Given records:
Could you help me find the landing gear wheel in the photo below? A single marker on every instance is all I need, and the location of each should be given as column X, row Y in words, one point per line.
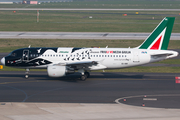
column 87, row 74
column 83, row 77
column 27, row 73
column 26, row 76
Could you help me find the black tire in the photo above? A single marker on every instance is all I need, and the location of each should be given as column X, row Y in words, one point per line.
column 87, row 74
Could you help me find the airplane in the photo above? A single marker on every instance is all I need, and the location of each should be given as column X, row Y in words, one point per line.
column 62, row 61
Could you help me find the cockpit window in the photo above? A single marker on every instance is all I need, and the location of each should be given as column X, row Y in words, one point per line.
column 13, row 54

Exercise details:
The records must be restated word for word, apart from any images.

Result:
Could you help me find the landing gear wheel in the photo below? A single marker on every instance is all I need, and the location of each should be given as column X, row Y in words, one point per line.
column 87, row 74
column 83, row 77
column 27, row 73
column 26, row 76
Could you help me find the black tire in the photo above? A single marker on every instance is all I need, and the location of each should be given as column X, row Y in words, one point per line.
column 87, row 74
Could you help me find the airplane in the photo above? A single marker on every instance is all I need, and the location of each should be given as column X, row Y in words, one point per line.
column 62, row 61
Could you help me find the cockpit window in the photo above? A single marker on every instance is all I need, and the location of each should be given as column X, row Y in words, one point per line.
column 13, row 54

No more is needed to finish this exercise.